[Source data]
************

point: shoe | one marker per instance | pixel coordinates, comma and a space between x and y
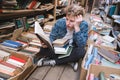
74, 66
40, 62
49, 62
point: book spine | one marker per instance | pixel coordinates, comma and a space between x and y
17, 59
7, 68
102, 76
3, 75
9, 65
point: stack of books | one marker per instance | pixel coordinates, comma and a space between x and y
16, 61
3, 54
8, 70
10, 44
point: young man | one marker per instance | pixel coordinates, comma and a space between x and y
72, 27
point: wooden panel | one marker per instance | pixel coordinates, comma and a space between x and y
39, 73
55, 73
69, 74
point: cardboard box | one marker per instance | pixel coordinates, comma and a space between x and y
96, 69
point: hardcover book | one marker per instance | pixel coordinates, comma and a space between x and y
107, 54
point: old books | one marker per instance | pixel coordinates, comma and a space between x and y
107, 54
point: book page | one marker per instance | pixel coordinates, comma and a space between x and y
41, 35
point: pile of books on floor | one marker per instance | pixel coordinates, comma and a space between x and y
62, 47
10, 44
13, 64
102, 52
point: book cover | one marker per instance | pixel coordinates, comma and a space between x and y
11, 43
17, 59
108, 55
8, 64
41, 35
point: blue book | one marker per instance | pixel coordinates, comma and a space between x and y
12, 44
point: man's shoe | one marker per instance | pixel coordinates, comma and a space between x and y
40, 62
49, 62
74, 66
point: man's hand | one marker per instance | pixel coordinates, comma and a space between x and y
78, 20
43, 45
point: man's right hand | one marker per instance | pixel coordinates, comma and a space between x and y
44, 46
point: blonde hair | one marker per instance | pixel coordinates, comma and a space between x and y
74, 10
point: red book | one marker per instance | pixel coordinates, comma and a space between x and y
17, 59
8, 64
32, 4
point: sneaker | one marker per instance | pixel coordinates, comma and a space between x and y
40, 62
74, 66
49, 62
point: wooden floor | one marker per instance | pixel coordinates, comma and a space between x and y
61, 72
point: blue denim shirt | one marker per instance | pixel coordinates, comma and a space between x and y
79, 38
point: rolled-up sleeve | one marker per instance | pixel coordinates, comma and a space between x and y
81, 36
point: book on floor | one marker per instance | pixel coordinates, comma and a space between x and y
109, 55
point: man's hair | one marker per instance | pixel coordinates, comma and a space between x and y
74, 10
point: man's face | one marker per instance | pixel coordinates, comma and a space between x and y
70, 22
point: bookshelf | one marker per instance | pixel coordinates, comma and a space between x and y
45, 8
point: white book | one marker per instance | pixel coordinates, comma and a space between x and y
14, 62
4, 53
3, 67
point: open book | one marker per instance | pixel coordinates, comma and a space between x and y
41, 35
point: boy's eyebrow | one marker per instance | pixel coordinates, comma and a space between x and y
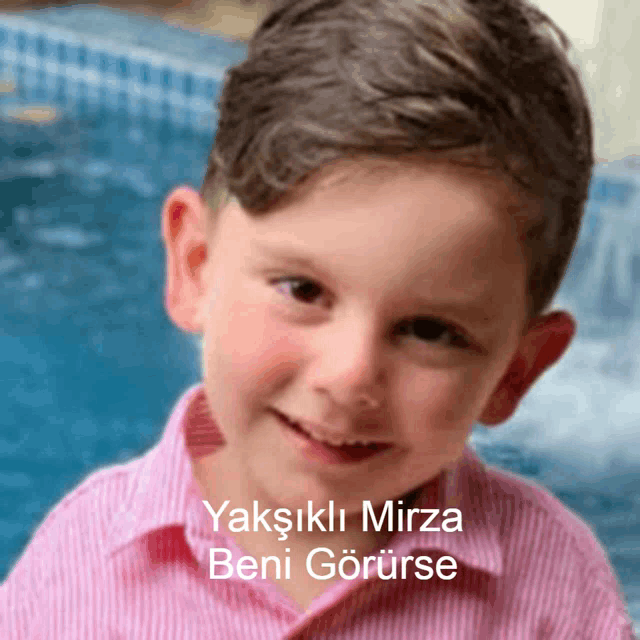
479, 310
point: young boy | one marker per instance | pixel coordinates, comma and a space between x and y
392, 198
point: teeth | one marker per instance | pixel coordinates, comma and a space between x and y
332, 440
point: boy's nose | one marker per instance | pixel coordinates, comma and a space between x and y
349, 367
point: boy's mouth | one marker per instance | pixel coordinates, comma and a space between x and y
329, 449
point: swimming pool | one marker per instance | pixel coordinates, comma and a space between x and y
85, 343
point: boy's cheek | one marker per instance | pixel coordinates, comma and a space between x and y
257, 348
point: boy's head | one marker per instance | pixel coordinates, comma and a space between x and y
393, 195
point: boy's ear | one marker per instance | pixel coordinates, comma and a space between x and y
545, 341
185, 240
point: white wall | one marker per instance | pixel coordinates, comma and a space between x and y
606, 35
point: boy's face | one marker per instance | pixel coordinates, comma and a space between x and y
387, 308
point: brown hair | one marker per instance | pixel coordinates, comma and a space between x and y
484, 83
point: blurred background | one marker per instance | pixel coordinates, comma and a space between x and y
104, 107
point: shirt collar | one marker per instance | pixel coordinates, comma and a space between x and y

************

- [SHORT PROBLEM]:
Return the lines of the items above word for word, starting at the line that contains "point: blurred background" and ending at the last line of the items.

- [FULL SOLUTION]:
point: blurred background | one marker per instance | pixel coordinates, comma and a space between x and y
104, 107
point: shirt collar | one marker per instance | pixel coordinates, comma and a space between x and y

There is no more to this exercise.